▶ [EXTRACT PROVIDED]
%%

These then are some of the problems and questions of Green issues. But what is New Age? And why is it becoming influential in thinking about Green issues?

New Age thinking is notoriously difficult to define. This is because it has been formed by many different influences, ranging from astrology to astronomy, from eastern religion to modern theology, from positive thinking to spiritism. It is eclectic. It will draw from any source. Its name may come from the belief in astrology that we are now leaving the Age of Pisces (the age of Christianity) and we are entering the Age of Aquarius (the age of peace, love and enlighten­ment), but as we shall see, it also claims to draw support from quantum physics and ecology.

There is one underlying belief common to most New Age thinking and that is what has come to be known as pantheistic monism, the belief that all is one. God and the cosmos, man and nature, matter and energy are all one. It may seem tremendously confusing to the Christian mind, but C. S. Lewis held that it is the religion of the natural man. It was the underlying philosophy of the Stoics whom Paul met in Athens. For centuries it has been the unifying belief in Hinduism and Buddhism. In one of his many perceptive comments, C. S. Lewis said that ultimately Hinduism and Christianity would offer the only real alternatives, because Hinduism absorbs all religious systems and Christianity excludes all others. We see his prophecy being fulfilled in the New Age movement.

Spiritual Vacuum🔗

But why is it that New Age thinking is coming to pro­minence in the area of ecology? What has happened to Christianity or even scientific humanism?

%%

[Pointing records for named objects]

%%

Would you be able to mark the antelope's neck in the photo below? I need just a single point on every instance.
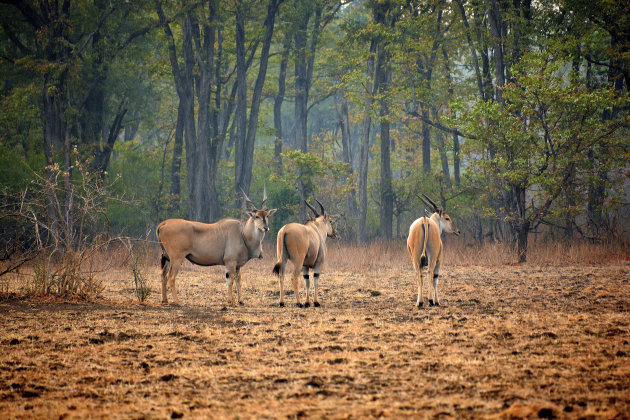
(436, 218)
(320, 226)
(252, 235)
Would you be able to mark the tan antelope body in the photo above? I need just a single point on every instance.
(426, 248)
(305, 246)
(228, 242)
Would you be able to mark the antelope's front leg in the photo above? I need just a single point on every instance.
(230, 279)
(296, 286)
(420, 300)
(315, 286)
(307, 285)
(436, 275)
(281, 280)
(238, 286)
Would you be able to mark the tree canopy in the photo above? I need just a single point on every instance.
(514, 114)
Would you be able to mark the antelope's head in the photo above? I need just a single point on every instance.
(446, 223)
(260, 217)
(325, 218)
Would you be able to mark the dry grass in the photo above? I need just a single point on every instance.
(546, 338)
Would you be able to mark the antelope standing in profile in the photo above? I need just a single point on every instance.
(426, 249)
(305, 246)
(228, 242)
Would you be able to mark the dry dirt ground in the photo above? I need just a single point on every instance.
(510, 341)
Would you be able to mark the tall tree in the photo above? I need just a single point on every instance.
(245, 148)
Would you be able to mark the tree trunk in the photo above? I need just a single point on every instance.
(496, 25)
(245, 176)
(381, 79)
(439, 137)
(301, 91)
(241, 100)
(176, 164)
(277, 105)
(522, 233)
(346, 141)
(426, 143)
(473, 51)
(365, 145)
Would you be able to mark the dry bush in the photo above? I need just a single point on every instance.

%%

▶ [WHAT THIS EXERCISE ASKS]
a – Rescale the listing from the line with "Would you be able to mark the antelope standing" through the end of the listing. Write those lines out again with their requests included, multiply every point coordinate by 2.05, and round each result to a whole number, rounding halves up.
b – Write the next part of the text on New Age thinking and Green issues, starting after its last sentence.

▶ [ANSWERS TO THE PROBLEMS]
a –
Would you be able to mark the antelope standing in profile in the photo above? I need just a single point on every instance.
(873, 510)
(625, 504)
(467, 496)
Would you be able to mark the dry dirt ground in the photo above? I need just a single point on every instance.
(1046, 699)
Would you be able to mark the tall tree in the photo above? I need just a single point on every instance.
(502, 303)
Would you be able to mark the tree trunk in the photo above? I need just a single point on every instance.
(1017, 51)
(502, 361)
(781, 162)
(900, 281)
(617, 187)
(494, 205)
(361, 336)
(568, 215)
(1070, 478)
(709, 289)
(873, 293)
(970, 105)
(748, 297)
Would you be able to mark the dry bush in the photo above? I need just a single point on every instance.

b –
The fact is there is a spiritual vacuum at present. Christianity has been rejected, but secular humanism has never satisfied the soul of man, and both are deemed by many ecologists to be far too anthropocentric (man-centred). There has, of course, been a rejection of Christianity in society at large, but particularly rele­vant here is the rejection of orthodox Christianity as an acceptable cosmology in relation to ecological issues.

One of the first to do this was Lynn White, Professor of History at the University of California in a now famous lecture in 1966 published in Science Magazine in 1967:

Especially in its Western form, Christianity is the most anthropocentric religion the world has seen ... Christianity, in absolute contrast to ancient paganism and Asia's religions, not only established a dualism of man and nature, but also insisted that it is God's will man exploit nature for his proper ends.

He goes on to show that Christianity was the main factor in the rise of modern science and technology. He then concludes: "...Somewhat over a century ago science and technology joined to give mankind powers which, to judge by many of the ecologic effects, are out of control. If so, Christianity bears a huge burden of guilt."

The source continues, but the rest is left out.